Work to complete =
Please return each line from the rows below that contains the word "stone".

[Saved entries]
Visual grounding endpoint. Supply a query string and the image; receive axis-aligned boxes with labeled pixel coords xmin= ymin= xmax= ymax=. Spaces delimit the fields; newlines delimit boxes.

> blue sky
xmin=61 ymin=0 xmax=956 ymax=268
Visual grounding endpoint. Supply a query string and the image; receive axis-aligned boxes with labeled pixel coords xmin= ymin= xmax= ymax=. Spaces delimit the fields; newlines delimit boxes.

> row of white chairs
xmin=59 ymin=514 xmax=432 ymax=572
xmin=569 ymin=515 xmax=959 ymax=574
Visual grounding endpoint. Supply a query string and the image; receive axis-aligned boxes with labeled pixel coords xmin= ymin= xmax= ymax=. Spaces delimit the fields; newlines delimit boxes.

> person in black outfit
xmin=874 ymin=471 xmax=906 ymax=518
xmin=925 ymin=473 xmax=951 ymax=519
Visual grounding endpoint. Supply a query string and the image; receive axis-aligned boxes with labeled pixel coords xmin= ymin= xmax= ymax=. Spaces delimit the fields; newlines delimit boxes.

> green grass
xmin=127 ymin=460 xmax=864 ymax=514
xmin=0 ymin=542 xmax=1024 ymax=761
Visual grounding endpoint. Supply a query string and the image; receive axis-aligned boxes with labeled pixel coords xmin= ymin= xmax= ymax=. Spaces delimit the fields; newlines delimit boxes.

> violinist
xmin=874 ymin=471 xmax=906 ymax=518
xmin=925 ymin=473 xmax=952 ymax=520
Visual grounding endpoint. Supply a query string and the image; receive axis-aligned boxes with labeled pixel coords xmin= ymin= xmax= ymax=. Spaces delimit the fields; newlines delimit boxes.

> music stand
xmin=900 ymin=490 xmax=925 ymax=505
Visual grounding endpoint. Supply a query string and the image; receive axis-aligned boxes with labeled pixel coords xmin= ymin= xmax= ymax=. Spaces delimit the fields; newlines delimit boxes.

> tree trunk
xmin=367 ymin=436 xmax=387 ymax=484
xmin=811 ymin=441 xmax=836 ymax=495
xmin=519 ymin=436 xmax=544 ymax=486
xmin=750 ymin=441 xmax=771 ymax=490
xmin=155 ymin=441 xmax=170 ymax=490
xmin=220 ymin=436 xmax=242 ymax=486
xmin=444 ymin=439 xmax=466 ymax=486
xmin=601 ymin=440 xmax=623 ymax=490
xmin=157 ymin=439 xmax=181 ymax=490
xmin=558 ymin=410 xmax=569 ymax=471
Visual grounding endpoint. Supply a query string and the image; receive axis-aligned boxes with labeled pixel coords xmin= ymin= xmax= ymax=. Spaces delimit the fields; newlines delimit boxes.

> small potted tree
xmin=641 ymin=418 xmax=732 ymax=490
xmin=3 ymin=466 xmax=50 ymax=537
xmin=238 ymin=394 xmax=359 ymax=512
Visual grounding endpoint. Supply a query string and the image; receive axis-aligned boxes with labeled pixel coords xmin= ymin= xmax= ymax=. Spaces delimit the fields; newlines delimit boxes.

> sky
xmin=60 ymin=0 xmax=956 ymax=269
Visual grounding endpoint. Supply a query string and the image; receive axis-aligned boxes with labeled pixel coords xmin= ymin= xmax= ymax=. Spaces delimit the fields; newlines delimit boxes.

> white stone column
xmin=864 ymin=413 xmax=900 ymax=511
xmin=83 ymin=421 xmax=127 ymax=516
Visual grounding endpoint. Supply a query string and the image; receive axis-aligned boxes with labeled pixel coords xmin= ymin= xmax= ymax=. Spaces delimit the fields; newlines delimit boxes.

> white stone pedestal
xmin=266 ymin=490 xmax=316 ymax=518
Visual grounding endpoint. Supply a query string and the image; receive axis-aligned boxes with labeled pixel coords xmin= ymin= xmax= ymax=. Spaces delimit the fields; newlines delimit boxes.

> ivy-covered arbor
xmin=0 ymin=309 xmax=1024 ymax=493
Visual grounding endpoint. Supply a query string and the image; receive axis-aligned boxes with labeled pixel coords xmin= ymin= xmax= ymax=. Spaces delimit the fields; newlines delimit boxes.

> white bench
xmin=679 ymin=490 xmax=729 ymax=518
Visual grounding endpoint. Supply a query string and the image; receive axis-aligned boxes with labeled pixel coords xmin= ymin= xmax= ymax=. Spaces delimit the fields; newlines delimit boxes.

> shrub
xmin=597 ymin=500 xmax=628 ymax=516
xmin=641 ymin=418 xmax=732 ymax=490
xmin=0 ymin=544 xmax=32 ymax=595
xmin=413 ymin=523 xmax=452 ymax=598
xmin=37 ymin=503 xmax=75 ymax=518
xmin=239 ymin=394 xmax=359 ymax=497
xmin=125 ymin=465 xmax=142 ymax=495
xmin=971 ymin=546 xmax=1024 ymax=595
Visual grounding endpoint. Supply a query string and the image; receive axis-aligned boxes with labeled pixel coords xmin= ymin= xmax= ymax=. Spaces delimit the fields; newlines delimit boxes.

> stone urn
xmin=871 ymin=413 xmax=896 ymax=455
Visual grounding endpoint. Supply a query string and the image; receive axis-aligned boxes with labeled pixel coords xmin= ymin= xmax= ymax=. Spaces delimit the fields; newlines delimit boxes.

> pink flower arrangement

Correct response =
> white stone column
> white stone pedestal
> stone urn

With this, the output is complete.